The clinic is an architectural patchwork blanket that grows uphill and, due to the lack of space, has spread over the years into every imaginable gap on the site. At the top is a tower whose white facade is slowly graying. “Laboratoire” is spelled out vertically in large letters, one letter for each floor. Inside, its construction is as intricate as it is outside. Narrow and winding corridors, tight offices. A place in which it is easy to get lost.

Prof. Hofman looks like an image of the building, lean and tall, his lab coat no longer brilliantly white, his eyes tired – but in the corners of his mouth he has a friendly, gentle smile.

He is considered one of the leading lung cancer pathologists in Europe: a disease in which positive treatment outcomes depend on very early diagnosis. Prof. Hofman is studying, for instance, if liquid biopsy could become an alternative screening approach, allowing the disease to be detected months or even years earlier than with traditional imaging tools. In addition to his research work and managing the institute, Prof. Hofman holds functions in more than a dozen professional societies. A 70-hour week is the rule, not the exception.

The telephone rings incessantly during the conversation; often students from all over the world want to work with him. Employees stick their heads through the door to ask a question. The tone is conversational and friendly. When asked how he endures this day after day, Prof. Hofman shrugs and grins, “With the help of 15 espressos a day, at least.”

In reference to the new fascinating possibilities in oncology, of course, there is also a touch of coquetry. Next-generation sequencing (NGS) is a game changer in his specialty too. The revolution in the war against cancer starts in pathology and understanding how liquid biopsy samples can be best used for screening.
--- --- ---
■ TASK REQUIREMENTS ■
Reproduce the part of the passage about Prof. Hofman that opens with the words containing "The telephone rings" and closes with "used for screening.", substituting "cups of coffee" for "espressos".

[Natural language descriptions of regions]
--- --- ---
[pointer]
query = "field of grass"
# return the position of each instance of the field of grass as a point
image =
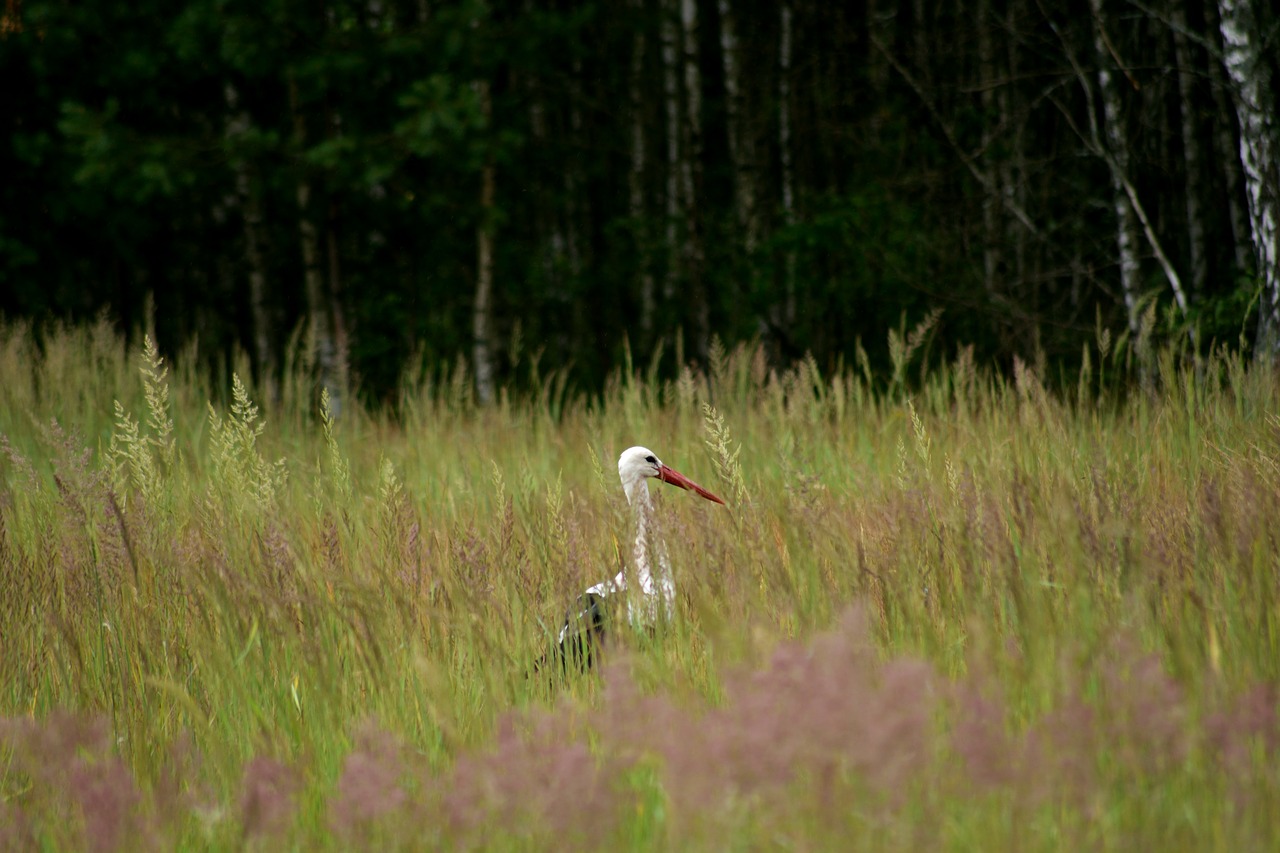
(951, 611)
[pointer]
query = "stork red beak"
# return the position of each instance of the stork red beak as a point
(676, 478)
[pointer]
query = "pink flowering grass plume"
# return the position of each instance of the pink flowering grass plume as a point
(268, 798)
(78, 790)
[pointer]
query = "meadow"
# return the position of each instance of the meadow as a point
(944, 610)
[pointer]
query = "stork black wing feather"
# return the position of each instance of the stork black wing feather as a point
(581, 637)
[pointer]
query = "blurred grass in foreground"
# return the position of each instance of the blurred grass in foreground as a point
(976, 615)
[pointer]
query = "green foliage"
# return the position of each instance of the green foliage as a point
(978, 616)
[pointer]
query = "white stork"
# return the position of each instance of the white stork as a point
(653, 591)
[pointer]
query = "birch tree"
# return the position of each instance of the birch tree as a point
(1192, 156)
(481, 315)
(1255, 105)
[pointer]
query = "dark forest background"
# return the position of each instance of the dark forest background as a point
(511, 181)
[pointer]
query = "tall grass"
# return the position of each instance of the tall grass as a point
(959, 612)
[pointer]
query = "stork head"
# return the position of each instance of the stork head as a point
(638, 464)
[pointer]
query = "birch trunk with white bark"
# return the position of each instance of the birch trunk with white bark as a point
(1118, 156)
(1255, 106)
(1192, 158)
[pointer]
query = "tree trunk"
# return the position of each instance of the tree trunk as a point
(1116, 149)
(1192, 158)
(789, 283)
(741, 144)
(481, 318)
(635, 179)
(671, 97)
(691, 178)
(319, 313)
(992, 220)
(247, 194)
(1228, 149)
(1255, 106)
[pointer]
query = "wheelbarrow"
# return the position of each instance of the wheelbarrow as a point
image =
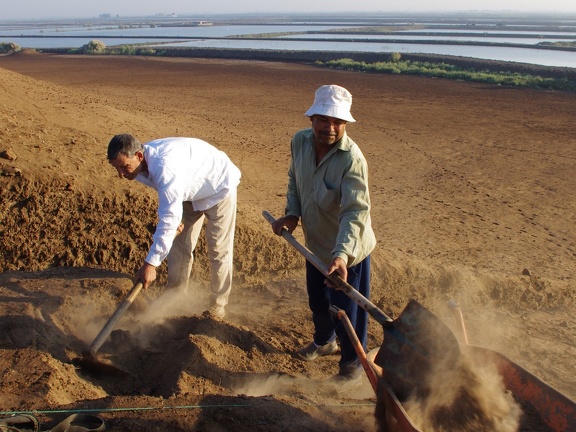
(416, 345)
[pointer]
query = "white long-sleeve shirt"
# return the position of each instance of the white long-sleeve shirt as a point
(184, 169)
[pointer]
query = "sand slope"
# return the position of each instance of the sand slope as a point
(472, 195)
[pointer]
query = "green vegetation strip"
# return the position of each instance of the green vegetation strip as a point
(445, 70)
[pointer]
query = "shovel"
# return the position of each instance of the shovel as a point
(417, 345)
(89, 360)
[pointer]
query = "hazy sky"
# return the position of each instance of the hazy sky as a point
(86, 9)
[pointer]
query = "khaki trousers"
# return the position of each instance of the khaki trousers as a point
(220, 226)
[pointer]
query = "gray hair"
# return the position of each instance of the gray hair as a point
(124, 144)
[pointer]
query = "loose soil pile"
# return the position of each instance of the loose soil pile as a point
(472, 193)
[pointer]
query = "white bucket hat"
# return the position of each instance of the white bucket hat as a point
(332, 101)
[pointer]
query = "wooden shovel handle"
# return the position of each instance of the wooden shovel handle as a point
(340, 283)
(120, 310)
--- --- ---
■ WRITTEN RESPONSE ■
The telephone rings incessantly during the conversation; often students from all over the world want to work with him. Employees stick their heads through the door to ask a question. The tone is conversational and friendly. When asked how he endures this day after day, Prof. Hofman shrugs and grins, “With the help of 15 cups of coffee a day, at least.”

In reference to the new fascinating possibilities in oncology, of course, there is also a touch of coquetry. Next-generation sequencing (NGS) is a game changer in his specialty too. The revolution in the war against cancer starts in pathology and understanding how liquid biopsy samples can be best used for screening.